WHAT THE TASK REQUIRES
Read the text on Wilkes-Barre's response to unemployment and say whether each of the following statements agrees with it, answering yes or no and quoting the exact words of the text that decide the matter. 1. The Committee of 100 now has about 250 men and women. 2. The large plot the community acquired was approximately 15,000 acres. 3. The community raised $14 million in free gifts over the past 10 years.

DOCUMENT SEGMENT
########################################

They have left our area for other fields and most of them I feel sure would like to come back. But the most important result of this is that we presently have approximately 20,000 people, mostly men in our unemployed rolls. When these figures were finally driven home to the leadership in our community, this leadership determined to do something about it.

We had seen our neighboring cities of Scranton and Hazleton slowly drying up and the effort that both were making to bring other industry into their areas and to diversify their economy. But we in Wilkes-Barre had closed our eyes saying in effect, "It cannot happen here." But suddenly it did, and we have been trying to do something about it. Like most communities while things were going okay, no one bothered to prepare for adverse conditions. Now, with the 1950 census figures in front of us and our unemployment increasing as men were continually laid off in the coal industry, we faced reality and something had to be done.

A small group met and agreed to hold a series of 10 meetings inviting 10 different leaders in every field: business, labor, banking, church, education, practically every facet of our town was brought into this

group.

The startling facts were laid before them and from these meetings was organized what we call the Committee of 100, which actually now comprises about 250 men and women.

I was drafted to head this group. I accepted but only after each person who had agreed to serve on this commission had signed of his own free will in the privacies of his home or his office with no one to urge him or to stand over him to get his signature on this pledge. They signed the pledge which reads pretty much as follows:

"I hereby pledge to my community to give of my time and my talents and my resources as called upon by the chairman."

In effect, every one of our 250 people who have shown leadership in one field or another, signed a blank check to serve in any capacity as called upon and most importantly, to give of their resources as called

upon.

I am very happy to tell you that this pledge has been kept almost 100 percent as given. We have raised $14 million in free gifts in the past 5 years, which means we have made a start on solving our problems but we have a long, hard road ahead.

I think I should point out that topographically we have more than ordinary handicaps. Hemmed in by the mountains and the valley, we have no large vacant tracts of land and what we have is mostly undermined and this creates problems to any new industry. It was obvious that if we were to induce new industry to locate in our area, we would of necessity have to acquire large acreage in the mountain area immediately adjacent to our comunity. This we were able to do.

A large plot of approximately 1,500 acres serviced by railroads was acquired. We then, of necessity, had to persuade our public utilities, principally power and water companies, to make huge investments to make these services available. We had to bring roads into the area, and have to date, in our Crestwood Industrial Park, located three large plants. When the last one is completed, we will have created here in the park over 2,000 jobs.

I might add that we are quite sure that we have 2 other and possibly 3 excellent prospects for additional plants in our industrial park.

The total value of the buildings either built or acquired by the fund is $15,820,000. The total number of jobs created so far is 6,913. The total payroll dollars created by the fund is $17,710,000 annually. You will remember that I said our forefathers had not given much thought to the future. Our inheritance, instead, has been many problems which other communities with more foresight had already solved. One of our greatest of which was the creation of 32 communities instead of 1 large one.

########################################

DATA EXCERPT
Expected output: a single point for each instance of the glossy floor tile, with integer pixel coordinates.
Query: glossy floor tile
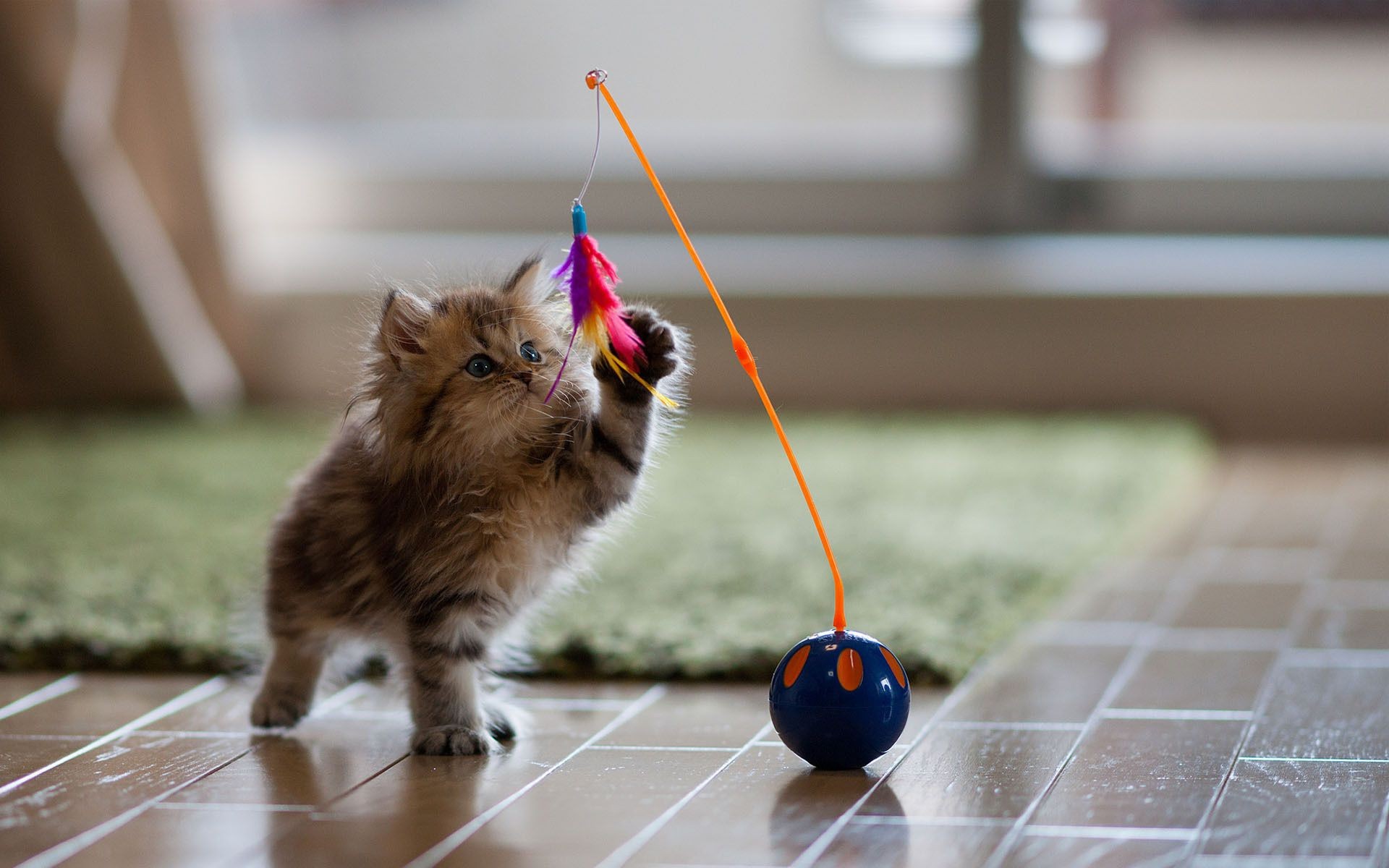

########################################

EXPECTED ANSWER
1. Yes: "what we call the Committee of 100, which actually now comprises about 250 men and women."
2. No: "A large plot of approximately 1,500 acres serviced by railroads was acquired."
3. No: "We have raised $14 million in free gifts in the past 5 years"